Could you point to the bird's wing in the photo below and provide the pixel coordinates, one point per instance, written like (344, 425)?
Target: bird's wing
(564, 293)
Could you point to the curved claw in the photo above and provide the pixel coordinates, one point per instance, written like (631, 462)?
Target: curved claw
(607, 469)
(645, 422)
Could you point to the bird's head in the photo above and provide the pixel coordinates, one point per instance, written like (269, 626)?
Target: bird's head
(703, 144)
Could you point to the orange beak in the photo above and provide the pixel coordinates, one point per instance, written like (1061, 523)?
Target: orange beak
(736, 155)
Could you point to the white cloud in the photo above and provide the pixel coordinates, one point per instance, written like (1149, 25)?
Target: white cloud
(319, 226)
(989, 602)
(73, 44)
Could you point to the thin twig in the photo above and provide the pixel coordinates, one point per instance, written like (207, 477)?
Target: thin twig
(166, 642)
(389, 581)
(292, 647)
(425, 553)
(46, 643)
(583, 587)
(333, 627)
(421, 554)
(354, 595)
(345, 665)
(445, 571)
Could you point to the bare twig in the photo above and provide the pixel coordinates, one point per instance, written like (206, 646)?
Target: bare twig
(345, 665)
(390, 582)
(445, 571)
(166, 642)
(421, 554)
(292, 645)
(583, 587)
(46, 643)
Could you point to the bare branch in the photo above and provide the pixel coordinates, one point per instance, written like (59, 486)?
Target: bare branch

PROBLEM TO WORK ON: When a line in the listing has the string "branch" in it, return that line.

SOLUTION:
Could you point to the bare branch in the photo above and provide the pixel coordinates, one point per instance, written like (59, 486)?
Target: bare branch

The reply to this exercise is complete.